START Records supplied

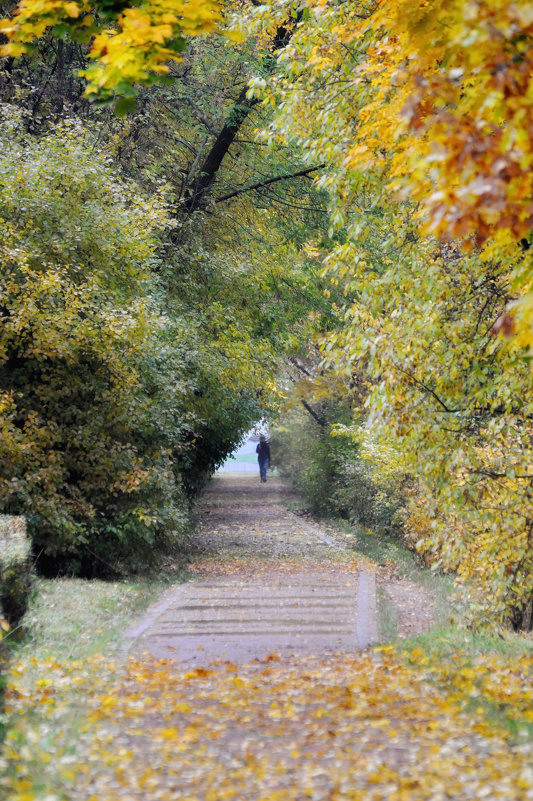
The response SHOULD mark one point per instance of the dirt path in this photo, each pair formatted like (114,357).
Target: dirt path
(269,582)
(299,712)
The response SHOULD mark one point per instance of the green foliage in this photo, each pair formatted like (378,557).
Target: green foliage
(420,317)
(15,571)
(15,587)
(329,470)
(89,384)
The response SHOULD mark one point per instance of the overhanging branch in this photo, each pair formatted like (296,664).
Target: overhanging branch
(268,182)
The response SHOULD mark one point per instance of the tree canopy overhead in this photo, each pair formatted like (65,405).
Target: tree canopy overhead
(343,202)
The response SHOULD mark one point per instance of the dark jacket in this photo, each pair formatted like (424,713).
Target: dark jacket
(263,452)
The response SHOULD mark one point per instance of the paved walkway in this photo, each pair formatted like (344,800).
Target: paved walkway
(271,582)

END Records supplied

**Prompt:**
Please quote nothing but the lines from the line with "Target: dark jacket" through the end of the data above, exactly as written, ends included.

**Response to the task:**
Target: dark jacket
(263,452)
The response SHOULD mark one point per instance of the paved walkway in this photo, each pair formatted like (344,800).
Target: paved walkway
(271,582)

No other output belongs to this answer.